- Selected excerpt
• • • • •
McGuire v. Brown

CRAWFORD, J.

(Pro Tempore).

Plaintiff sued defendant for damages due to personal injuries sustained through the alleged negligence of the defendant’s employee, Charles O. Dennis. At the time of the accident plaintiff was employed by the Umpqua Plywood Corporation as its timber department manager, and defendant was an independent logging contractor.

Defendant challenged plaintiff’s right to maintain a third party action, asserting plaintiff’s sole remedy was under the Workmen’s Compensation Law. ORS *302656.154. Both Umpqua Plywood Corporation and defendant were operating under the compensation act and subject thereto. The trial judge, proceeding under ORS 656.324(3), decided the issue thus raised against the plaintiff, holding the action barred, and entered findings, conclusions and judgment in favor of defendant, from which plaintiff appeals. Plaintiff poses the following as the questions presented by this appeal: (1) Were the injured workmen, plaintiff McGuire, and the employee of the defendant who caused the injury, namely, Dennis, a faller, on the same “premises” within the meaning of the statute? (2) Did the two employers have joint supervision and control of the premises? (3) Were the two employers engaged in the furtherance of a common enterprise or the accomplishment of the same or related purposes in operation?

“(1) If the injury to a workman is due to the negligence or wrong of a third person not in the same employ, the injured workman, or if death results from the injury, his widow, children or other dependents, as the case may be, may elect to seek a remedy against such third person. However, no action shall be brought against any such third person if he or his workman causing the injury was, at the time of the injury, on premises over which he had joint supervision and control with the employer of the injured workman and was an employer subject to ORS 656.002 to 656.590.
• • • • •
- What you need to do
Reproduce the passage of the McGuire v. Brown opinion from "McGuire v. Brown" to "independent logging contractor.", word for word.

- Provided material
• • • • •
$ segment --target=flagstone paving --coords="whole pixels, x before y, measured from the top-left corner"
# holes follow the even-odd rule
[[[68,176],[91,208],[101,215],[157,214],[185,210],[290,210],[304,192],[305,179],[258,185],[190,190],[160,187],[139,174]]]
• • • • •
- Problem solution
McGuire v. Brown

CRAWFORD, J.

(Pro Tempore).

Plaintiff sued defendant for damages due to personal injuries sustained through the alleged negligence of the defendant’s employee, Charles O. Dennis. At the time of the accident plaintiff was employed by the Umpqua Plywood Corporation as its timber department manager, and defendant was an independent logging contractor.